Tarefa do exercício 1 -> As afirmações abaixo concordam com o trecho sobre os contos de Lygia? Responda sim ou não a cada uma e cite as palavras do trecho que decidem: (a) Um mistério atraiu Lygia na infância. (b) Os personagens de Lygia enfrentam sem medo o “eu” verdadeiro. (c) A opressão externa mantém uma relação harmoniosa com o indivíduo anônimo.

Trecho fornecido ->
Lygia mostra, então, “jogar” com essa atmosfera e obedecer às regras do inexplicável: "na infância, um mistério me puxou pela manga. Desde então o indefinível sempre me atraiu". O suspense se configura em grande número de seus contos, seus personagens mergulham em um universo íntimo, pleno de seus dramas interiores e com um grande medo de se enfrentarem com o “eu” verdadeiro. Daí a atuação do elemento que suspende o leitor e o conduz pelo ambiente sem definições e esclarecimentos desses conturbados seres humanos.

A opressão externa provoca uma relação antagônica com o indivíduo anônimo, (que Lygia escolheu para tecer suas obras) esmagando-o dentro de si, envolvendo-o numa ação de expectativa até o momento decisivo da grande revelação de si mesmo. Por isso estão interiormente desesperadas, perdidas, assustadas e até mesmo isoladas do mundo exterior.

Dados fornecidos ->

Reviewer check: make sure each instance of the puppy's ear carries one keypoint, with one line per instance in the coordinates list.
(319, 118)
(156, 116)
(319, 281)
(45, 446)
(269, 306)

Tarefa do exercício 2 -> Reproduza todos os registros acima, linha por linha, sem alterar nada.

Resposta completa 1 ->
(a) Sim: "na infância, um mistério me puxou pela manga".
(b) Não: "com um grande medo de se enfrentarem com o “eu” verdadeiro".
(c) Não: "A opressão externa provoca uma relação antagônica com o indivíduo anônimo".

Resposta completa 2 ->
Reviewer check: make sure each instance of the puppy's ear carries one keypoint, with one line per instance in the coordinates list.
(319, 118)
(156, 116)
(319, 281)
(45, 446)
(269, 306)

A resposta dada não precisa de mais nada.